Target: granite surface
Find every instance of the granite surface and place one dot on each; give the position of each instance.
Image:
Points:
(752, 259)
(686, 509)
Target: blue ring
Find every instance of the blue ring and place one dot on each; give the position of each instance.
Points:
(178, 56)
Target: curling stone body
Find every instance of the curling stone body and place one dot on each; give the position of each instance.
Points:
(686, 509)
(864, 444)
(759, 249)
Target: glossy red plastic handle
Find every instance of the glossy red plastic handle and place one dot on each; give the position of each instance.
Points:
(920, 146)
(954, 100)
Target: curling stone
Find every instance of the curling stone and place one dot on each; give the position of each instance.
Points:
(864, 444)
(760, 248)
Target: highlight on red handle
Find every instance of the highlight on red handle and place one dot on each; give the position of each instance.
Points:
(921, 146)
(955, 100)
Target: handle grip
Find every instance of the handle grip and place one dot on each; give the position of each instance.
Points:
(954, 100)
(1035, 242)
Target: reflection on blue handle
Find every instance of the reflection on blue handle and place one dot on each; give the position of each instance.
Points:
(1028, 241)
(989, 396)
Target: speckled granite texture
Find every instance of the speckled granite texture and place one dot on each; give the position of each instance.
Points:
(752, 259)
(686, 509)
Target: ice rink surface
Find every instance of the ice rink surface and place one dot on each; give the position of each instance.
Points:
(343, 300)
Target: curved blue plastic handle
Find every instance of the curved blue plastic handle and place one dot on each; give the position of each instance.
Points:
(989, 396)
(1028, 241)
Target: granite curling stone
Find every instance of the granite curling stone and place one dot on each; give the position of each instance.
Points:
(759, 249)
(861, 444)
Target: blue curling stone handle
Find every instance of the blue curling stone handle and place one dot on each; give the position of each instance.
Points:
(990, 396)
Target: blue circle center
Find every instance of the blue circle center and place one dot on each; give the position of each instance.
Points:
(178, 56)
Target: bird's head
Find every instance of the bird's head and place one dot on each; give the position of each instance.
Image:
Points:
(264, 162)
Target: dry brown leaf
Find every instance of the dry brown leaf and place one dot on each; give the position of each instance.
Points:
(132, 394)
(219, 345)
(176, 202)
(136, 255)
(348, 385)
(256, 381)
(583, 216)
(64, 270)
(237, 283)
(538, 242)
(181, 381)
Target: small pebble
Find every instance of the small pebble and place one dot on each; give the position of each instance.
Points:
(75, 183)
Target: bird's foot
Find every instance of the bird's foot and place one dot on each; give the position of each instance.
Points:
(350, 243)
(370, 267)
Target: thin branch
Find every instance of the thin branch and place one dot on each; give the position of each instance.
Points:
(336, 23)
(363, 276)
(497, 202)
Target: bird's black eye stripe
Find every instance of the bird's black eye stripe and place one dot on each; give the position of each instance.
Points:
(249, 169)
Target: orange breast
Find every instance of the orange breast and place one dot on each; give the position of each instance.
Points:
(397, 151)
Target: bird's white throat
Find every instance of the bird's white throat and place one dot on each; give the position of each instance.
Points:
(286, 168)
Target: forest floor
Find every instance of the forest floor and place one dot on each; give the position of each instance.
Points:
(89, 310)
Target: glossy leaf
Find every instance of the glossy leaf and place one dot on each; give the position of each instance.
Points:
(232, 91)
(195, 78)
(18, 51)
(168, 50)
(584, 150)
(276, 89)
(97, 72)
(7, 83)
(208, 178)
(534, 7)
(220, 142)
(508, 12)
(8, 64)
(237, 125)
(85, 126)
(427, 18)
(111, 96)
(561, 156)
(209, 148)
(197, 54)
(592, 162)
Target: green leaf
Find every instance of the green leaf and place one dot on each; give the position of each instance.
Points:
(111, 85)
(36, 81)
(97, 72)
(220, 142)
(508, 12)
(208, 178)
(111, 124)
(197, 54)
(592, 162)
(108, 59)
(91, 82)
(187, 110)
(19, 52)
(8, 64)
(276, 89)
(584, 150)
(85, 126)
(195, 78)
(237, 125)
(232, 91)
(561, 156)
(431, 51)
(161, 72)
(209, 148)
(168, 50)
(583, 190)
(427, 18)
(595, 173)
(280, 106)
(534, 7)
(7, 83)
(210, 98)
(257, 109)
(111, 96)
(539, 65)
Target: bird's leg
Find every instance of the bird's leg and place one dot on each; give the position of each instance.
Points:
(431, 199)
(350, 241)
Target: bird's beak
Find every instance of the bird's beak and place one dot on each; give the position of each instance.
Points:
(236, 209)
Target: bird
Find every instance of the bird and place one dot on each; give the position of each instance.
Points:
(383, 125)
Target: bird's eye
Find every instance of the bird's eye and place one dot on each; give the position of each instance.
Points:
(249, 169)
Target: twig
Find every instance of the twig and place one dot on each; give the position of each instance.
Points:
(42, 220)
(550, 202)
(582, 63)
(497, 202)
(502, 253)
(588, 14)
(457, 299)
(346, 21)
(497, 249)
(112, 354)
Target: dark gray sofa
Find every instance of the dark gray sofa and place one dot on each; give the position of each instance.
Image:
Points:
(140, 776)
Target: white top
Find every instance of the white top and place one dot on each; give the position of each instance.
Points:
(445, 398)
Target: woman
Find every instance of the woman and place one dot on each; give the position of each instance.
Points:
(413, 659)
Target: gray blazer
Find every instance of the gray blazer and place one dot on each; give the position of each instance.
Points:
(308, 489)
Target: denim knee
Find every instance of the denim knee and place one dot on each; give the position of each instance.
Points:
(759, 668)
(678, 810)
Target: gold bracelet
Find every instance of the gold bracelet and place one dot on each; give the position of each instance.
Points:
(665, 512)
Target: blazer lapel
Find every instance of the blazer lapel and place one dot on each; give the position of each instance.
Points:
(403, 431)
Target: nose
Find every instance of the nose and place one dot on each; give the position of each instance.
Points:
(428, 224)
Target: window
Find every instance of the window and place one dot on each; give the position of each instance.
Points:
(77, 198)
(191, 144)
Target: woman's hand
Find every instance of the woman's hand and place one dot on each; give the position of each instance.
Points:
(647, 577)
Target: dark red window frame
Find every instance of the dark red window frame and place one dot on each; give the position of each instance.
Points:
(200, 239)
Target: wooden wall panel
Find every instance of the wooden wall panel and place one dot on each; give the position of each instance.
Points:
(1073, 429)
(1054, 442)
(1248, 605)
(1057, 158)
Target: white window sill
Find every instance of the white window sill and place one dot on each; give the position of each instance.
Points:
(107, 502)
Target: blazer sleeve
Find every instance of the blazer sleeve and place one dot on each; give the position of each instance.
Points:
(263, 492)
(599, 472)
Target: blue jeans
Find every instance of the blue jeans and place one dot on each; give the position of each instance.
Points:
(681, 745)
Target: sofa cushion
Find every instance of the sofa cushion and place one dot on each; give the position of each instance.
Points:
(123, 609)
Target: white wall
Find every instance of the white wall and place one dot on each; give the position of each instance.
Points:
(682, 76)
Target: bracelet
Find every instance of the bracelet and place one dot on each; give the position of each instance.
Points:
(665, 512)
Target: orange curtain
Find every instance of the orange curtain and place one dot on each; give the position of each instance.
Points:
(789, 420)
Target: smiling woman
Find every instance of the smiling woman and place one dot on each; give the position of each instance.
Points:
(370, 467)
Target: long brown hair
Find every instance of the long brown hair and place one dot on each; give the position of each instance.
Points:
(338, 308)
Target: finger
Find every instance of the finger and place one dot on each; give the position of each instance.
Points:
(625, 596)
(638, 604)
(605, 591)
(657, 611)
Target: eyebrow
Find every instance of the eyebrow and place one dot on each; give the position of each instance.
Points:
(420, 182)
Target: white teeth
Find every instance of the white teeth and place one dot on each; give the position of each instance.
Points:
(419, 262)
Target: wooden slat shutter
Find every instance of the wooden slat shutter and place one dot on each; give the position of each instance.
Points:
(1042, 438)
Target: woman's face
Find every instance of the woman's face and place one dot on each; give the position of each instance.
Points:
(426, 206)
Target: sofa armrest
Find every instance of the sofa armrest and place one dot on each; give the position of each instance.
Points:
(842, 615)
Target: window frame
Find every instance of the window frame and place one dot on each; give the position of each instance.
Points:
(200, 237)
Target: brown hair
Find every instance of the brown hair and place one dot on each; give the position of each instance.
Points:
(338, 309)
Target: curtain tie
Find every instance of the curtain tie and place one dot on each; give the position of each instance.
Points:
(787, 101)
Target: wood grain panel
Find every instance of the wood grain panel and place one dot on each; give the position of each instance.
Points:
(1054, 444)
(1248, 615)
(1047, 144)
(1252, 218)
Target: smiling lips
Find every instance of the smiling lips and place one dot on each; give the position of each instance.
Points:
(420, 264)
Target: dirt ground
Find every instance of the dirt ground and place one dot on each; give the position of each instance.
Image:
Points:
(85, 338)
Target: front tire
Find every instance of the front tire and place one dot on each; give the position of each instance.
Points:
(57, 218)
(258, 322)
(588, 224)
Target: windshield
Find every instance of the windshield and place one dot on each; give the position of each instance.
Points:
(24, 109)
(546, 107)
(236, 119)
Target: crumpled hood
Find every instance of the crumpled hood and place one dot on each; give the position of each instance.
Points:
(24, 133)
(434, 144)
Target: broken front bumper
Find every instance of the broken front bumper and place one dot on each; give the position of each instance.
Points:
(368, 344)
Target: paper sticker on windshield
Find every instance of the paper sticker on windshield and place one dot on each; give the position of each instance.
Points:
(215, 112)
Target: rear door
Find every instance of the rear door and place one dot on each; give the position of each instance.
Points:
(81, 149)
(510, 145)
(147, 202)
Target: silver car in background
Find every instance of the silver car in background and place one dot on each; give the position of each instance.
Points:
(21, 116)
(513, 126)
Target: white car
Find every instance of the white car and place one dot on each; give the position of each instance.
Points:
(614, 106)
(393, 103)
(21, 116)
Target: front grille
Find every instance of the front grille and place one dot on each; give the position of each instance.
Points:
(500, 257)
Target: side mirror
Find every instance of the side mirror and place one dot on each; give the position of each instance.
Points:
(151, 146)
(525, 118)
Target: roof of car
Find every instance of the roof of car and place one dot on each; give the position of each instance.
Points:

> **What is required**: When a line above includes the word "lips", please list that line.

> **Problem solution**:
Target: smiling lips
Find every instance of the smiling lips and place one dot on each; give the position of each instance.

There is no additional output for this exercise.